SELECTION:
Creating the synchronization objects

We'll need one semaphore to signal that an image has been acquired from the swapchain and is ready for rendering, another one to signal that rendering has finished and presentation can happen, and a fence to make sure only one frame is rendering at a time.

Create three class members to store these semaphore objects and fence object:

VkSemaphore imageAvailableSemaphore;
VkSemaphore renderFinishedSemaphore;
VkFence inFlightFence;

To create the semaphores, we'll add the last create function for this part of the tutorial: createSyncObjects:

void initVulkan() {
    createInstance();
    setupDebugMessenger();
    createSurface();
    pickPhysicalDevice();
    createLogicalDevice();
    createSwapChain();
    createImageViews();
    createRenderPass();
    createGraphicsPipeline();
    createFramebuffers();
    createCommandPool();
    createCommandBuffer();
    createSyncObjects();
}

...

GIVEN ENTRIES:
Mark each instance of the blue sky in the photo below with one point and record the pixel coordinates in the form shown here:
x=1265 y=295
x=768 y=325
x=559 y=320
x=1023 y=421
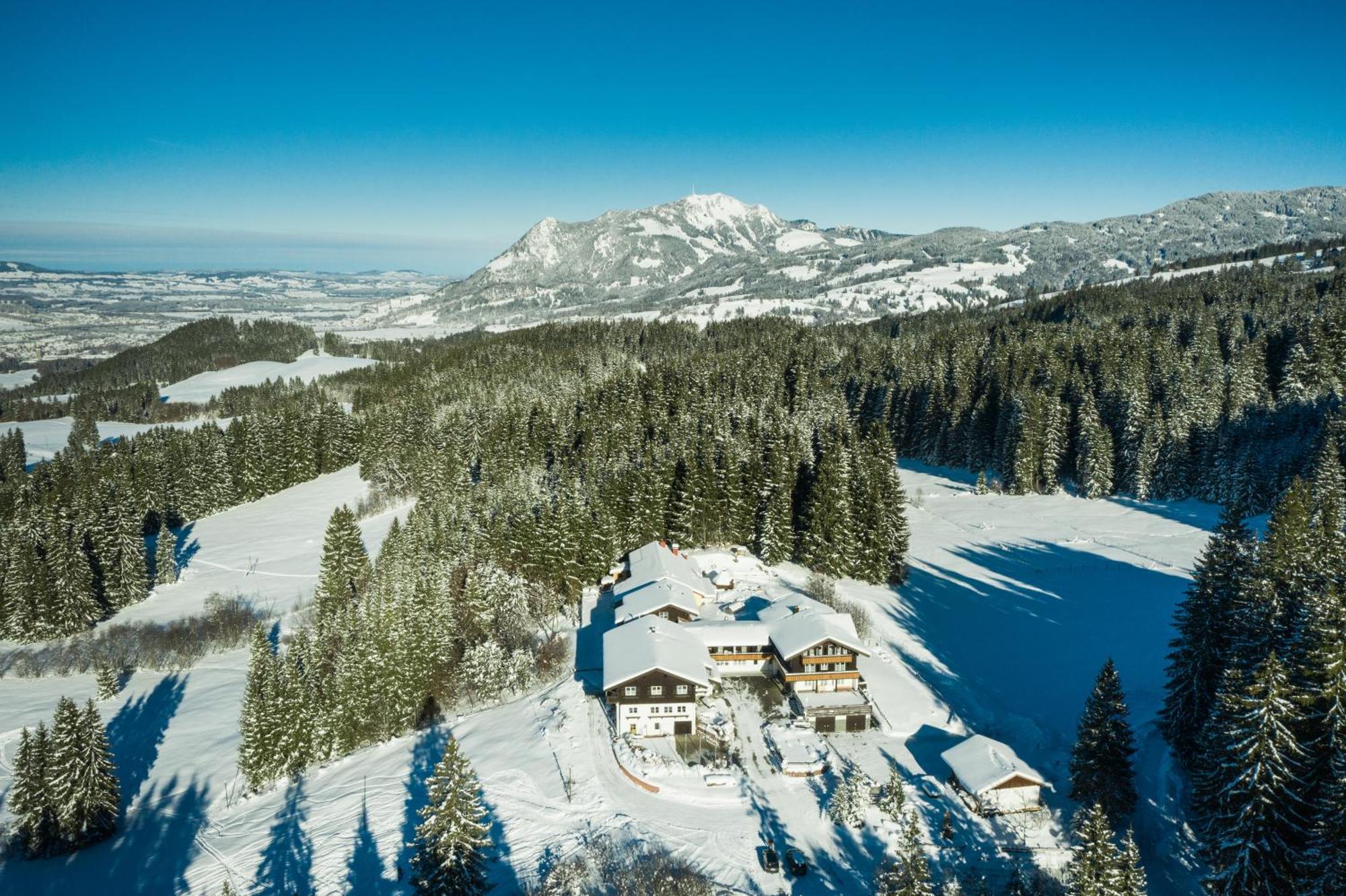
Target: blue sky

THE TASKS:
A - In the Vulkan synchronization section, what is the fence for?
B - Pick up the Vulkan synchronization section after its last line and keep writing it.

OUTPUTS BY TASK:
A - It makes sure only one frame is rendering at a time.

B -
void createSyncObjects() {

}

Creating semaphores requires filling in the VkSemaphoreCreateInfo, but in the current version of the API it doesn't actually have any required fields besides sType:

void createSyncObjects() {
    VkSemaphoreCreateInfo semaphoreInfo{};
    semaphoreInfo.sType = VK_STRUCTURE_TYPE_SEMAPHORE_CREATE_INFO;
}

Future versions of the Vulkan API or extensions may add functionality for the flags and pNext parameters like it does for the other structures.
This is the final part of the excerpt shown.